TASK INPUT:
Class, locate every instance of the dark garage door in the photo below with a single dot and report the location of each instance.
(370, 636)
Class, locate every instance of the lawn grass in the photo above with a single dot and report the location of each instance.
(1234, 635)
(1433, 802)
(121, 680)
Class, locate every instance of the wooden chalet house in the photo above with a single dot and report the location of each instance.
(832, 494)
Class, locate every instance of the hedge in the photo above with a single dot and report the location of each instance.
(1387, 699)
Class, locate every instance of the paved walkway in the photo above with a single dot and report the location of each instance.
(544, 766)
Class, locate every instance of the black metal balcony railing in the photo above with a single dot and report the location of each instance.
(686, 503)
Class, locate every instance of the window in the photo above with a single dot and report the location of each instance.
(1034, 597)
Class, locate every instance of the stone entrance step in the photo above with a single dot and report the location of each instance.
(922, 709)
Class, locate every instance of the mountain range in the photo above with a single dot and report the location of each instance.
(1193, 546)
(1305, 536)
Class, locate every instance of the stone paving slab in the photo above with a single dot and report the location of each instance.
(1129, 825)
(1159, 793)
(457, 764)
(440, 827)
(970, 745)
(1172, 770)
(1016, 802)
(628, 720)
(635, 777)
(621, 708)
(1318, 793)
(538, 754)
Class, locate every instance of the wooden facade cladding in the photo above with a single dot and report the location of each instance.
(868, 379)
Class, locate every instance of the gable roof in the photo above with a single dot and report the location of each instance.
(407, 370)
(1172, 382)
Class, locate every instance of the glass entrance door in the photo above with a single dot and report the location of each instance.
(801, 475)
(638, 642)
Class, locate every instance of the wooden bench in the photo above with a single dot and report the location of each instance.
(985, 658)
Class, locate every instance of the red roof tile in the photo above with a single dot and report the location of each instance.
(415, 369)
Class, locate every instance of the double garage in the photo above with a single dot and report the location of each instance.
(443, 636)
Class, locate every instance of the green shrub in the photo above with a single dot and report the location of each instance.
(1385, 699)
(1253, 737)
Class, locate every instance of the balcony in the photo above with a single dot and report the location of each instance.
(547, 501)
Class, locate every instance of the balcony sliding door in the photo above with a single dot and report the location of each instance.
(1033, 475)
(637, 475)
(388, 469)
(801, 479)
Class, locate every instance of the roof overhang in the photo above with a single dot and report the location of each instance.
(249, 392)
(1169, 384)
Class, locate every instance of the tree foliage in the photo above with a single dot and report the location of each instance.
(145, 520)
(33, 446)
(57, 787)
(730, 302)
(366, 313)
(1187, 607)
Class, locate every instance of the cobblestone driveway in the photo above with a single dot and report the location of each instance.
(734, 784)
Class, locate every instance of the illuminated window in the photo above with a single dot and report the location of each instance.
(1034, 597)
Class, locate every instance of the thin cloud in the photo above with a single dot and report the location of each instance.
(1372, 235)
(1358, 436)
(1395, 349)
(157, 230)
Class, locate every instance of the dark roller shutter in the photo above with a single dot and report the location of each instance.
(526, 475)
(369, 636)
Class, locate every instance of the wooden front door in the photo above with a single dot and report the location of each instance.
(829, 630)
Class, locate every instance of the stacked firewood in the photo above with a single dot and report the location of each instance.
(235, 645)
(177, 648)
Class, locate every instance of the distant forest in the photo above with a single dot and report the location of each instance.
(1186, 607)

TASK ITEM: Starting at the line in the records above that contains "Class, locate every instance of the illuminated", output every line up to and including the last one, with nothing added.

RESULT OF THE EXERCISE:
Class, locate every instance of the illuminated window in the photo above with a single dot and report the location of each instance.
(1034, 597)
Class, locate every instance of the thin cloud in the photo above with a single dot and report the location of each instance.
(1372, 235)
(1358, 436)
(1395, 349)
(157, 230)
Class, locate every instance of the dark roller shutter in the photo above with a single dot and report the location of each instance.
(526, 475)
(369, 636)
Class, locate every instance of the wooden front door in the photo above with a single dot and report the location of each instance.
(829, 630)
Class, locate every instance of the stacked firewood in the photo above with a single dot and report the location of each instance.
(235, 645)
(177, 648)
Class, locate every instance of the distant forest in the photo above with a single dot and report the location of each instance.
(1186, 607)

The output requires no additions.